## Exercise text
● ● ● ●
TOP STORY >> Halter pushes virtues of lottery
Leader staff writer
Even though Sen. Sue Madison wants the Arkansas Legislature to repeal the lottery, Lt. Gov. Bill Halter is still looking at it “full steam ahead.”
He spoke at the Sherwood Chamber of Commerce’s monthly luncheon Thursday at Sherwood Forest.
Halter said the call to revisit and repeal the lottery is disrespectful to the state’s voters who approved the lottery. “Two out of three voters aren’t wrong,” he said.
Halter said the lottery went before the people in the general election and was approved by a large margin.
“It passed in every county,” he said. Then it was approved in the state House by a 100-0 vote and in the Senate by a 35-0 vote. The scholarships will start next year.
Original plans called for the lottery to start in January, but it looks like it could be in October.
“That’s an extra $25 million for our scholarships,” Halter said.
“Now just months before we are ready to go, Madison (a Democrat senator from Fayetteville), who sponsored the bill and voted for it, now says, ‘Oops just kidding, let’s not have the lottery,’” Halter said. “That’s disrespecting the voters.”
● ● ● ●
## Exercise directions
Answer these questions using the lottery article.
(a) At what event did Halter speak, according to the article?
(b) By what vote did the Senate approve the lottery?
(c) What amount does Halter say an October start would add for scholarships?

Dataset entries:
● ● ● ●
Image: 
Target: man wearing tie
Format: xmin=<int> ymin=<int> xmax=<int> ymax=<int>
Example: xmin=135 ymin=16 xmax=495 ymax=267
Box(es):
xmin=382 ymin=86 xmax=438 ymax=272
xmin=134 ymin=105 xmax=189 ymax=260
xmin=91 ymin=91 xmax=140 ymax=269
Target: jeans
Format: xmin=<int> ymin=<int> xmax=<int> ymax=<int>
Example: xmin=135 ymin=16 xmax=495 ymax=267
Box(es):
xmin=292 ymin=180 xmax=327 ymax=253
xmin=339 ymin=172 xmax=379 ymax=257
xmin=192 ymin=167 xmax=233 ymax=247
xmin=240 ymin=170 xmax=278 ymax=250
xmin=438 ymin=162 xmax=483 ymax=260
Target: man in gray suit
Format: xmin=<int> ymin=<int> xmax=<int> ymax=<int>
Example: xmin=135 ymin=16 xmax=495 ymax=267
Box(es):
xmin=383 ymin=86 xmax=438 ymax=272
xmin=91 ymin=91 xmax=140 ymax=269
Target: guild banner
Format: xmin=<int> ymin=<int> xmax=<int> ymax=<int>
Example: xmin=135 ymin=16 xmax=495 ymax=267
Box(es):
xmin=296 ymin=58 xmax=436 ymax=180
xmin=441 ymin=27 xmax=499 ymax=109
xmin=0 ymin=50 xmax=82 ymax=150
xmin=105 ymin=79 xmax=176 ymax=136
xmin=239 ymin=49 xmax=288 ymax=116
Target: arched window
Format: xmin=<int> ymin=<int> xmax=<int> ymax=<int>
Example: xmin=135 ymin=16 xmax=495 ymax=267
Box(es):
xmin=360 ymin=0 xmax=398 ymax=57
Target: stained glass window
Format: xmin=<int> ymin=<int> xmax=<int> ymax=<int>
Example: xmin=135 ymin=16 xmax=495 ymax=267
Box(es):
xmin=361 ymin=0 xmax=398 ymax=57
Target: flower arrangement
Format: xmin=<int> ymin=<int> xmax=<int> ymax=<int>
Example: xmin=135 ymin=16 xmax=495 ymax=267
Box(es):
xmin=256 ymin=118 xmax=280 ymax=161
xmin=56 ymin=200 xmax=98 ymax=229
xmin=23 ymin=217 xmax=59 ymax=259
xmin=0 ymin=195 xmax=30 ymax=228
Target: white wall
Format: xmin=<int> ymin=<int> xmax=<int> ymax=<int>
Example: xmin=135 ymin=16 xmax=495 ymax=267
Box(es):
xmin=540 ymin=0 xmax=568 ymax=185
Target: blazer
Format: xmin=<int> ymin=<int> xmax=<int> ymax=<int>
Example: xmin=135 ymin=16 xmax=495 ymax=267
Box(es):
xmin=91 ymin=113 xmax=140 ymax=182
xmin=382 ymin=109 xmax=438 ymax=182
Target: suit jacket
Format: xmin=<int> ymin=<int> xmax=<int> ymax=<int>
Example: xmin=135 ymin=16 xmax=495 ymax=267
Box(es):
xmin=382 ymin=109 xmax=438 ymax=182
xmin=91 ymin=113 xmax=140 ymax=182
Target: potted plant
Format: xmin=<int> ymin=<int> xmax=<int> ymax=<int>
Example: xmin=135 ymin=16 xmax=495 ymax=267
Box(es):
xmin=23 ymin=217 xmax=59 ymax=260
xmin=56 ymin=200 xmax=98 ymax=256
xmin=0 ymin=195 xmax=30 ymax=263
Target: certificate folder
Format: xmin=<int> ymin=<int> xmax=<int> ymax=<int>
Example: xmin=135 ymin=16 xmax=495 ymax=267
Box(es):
● ● ● ●
## Solution to this problem
(a) The Sherwood Chamber of Commerce's monthly luncheon on Thursday at Sherwood Forest.
(b) 35-0.
(c) An extra $25 million.